SET EXERCISE:
How many lines of the records contain the string "metal"? Give only the number.

[Coordinate annotation records]
'''
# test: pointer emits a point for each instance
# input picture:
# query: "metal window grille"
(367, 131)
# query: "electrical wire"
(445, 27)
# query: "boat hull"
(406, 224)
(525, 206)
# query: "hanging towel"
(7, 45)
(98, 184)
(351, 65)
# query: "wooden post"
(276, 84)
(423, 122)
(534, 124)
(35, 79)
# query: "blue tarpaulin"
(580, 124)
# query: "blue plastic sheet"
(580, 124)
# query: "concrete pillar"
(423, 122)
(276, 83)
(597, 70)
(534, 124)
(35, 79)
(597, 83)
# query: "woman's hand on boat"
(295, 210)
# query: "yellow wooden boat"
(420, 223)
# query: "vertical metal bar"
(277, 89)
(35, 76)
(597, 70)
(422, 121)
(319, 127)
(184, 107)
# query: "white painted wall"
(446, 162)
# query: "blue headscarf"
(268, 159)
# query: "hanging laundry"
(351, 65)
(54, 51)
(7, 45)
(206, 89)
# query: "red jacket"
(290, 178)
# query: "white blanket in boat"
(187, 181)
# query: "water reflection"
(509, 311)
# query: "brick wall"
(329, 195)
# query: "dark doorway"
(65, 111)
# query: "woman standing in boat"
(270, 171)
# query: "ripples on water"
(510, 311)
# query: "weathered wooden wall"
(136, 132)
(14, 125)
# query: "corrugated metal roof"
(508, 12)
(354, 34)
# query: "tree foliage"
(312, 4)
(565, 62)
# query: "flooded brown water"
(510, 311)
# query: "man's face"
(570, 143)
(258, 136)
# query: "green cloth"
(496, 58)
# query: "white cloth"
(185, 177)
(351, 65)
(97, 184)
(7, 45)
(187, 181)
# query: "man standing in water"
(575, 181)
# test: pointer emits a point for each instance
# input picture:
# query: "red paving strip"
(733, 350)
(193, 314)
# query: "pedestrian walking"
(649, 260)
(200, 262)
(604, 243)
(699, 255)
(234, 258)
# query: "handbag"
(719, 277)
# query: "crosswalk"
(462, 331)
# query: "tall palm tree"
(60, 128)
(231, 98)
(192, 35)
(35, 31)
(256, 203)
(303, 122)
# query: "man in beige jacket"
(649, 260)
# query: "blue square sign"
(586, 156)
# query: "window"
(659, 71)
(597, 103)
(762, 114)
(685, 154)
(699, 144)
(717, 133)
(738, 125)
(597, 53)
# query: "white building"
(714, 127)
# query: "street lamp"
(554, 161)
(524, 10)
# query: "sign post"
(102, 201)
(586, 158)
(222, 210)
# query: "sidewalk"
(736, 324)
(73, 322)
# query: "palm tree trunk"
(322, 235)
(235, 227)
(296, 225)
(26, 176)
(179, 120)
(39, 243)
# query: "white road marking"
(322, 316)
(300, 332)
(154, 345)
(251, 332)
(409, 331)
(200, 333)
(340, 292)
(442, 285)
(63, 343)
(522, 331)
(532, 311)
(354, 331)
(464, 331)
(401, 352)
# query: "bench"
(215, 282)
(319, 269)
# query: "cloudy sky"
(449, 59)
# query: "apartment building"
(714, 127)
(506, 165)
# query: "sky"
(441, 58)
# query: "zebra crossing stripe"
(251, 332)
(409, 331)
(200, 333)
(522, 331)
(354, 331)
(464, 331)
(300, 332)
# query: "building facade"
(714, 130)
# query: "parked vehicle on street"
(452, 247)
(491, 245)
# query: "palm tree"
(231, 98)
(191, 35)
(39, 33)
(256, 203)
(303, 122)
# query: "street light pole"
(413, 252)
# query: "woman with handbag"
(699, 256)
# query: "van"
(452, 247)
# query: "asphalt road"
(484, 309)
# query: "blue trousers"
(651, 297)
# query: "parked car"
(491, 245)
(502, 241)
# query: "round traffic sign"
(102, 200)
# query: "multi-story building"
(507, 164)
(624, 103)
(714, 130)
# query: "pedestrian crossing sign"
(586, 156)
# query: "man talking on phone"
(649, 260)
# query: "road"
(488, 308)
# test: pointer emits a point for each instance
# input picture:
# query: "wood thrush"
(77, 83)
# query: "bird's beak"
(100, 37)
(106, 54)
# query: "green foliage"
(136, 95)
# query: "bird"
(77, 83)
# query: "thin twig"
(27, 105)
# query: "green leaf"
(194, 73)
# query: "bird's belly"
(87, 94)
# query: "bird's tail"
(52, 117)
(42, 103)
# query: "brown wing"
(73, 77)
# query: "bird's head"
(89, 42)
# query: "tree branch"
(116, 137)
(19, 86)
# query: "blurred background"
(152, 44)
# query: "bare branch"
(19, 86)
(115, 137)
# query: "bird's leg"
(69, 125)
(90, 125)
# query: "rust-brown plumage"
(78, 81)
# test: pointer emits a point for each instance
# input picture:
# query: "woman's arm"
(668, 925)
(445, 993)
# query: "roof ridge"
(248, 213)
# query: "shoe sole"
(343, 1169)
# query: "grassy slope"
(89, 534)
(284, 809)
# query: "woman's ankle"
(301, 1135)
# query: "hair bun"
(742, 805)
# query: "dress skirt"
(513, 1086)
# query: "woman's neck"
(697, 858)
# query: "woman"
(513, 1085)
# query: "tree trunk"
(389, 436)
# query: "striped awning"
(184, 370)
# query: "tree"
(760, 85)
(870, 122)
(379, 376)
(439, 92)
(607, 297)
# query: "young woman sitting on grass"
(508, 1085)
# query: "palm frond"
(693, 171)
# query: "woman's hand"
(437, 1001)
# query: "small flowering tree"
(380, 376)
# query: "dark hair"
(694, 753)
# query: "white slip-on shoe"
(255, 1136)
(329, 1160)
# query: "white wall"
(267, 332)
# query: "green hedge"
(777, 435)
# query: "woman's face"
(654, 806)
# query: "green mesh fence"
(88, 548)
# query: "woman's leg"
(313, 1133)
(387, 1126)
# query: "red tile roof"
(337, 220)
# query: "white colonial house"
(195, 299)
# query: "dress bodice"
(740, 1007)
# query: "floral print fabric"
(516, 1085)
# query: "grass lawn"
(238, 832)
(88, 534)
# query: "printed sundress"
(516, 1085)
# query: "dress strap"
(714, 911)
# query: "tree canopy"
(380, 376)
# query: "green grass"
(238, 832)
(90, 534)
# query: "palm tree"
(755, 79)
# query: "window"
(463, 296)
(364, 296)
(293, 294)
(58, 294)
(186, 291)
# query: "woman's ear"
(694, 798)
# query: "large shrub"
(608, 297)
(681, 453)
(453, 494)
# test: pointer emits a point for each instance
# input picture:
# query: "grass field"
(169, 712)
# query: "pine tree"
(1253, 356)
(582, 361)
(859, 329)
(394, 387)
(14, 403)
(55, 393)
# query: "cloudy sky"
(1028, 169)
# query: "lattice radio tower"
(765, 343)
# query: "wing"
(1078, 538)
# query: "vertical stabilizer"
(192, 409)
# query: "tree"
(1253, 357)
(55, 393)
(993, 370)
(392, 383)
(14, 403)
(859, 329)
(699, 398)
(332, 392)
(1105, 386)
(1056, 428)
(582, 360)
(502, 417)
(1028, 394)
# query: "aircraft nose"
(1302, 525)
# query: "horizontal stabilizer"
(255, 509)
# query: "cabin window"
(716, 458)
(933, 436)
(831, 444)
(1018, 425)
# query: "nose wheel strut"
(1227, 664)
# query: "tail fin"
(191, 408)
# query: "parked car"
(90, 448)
'''
PROBLEM SOLUTION:
3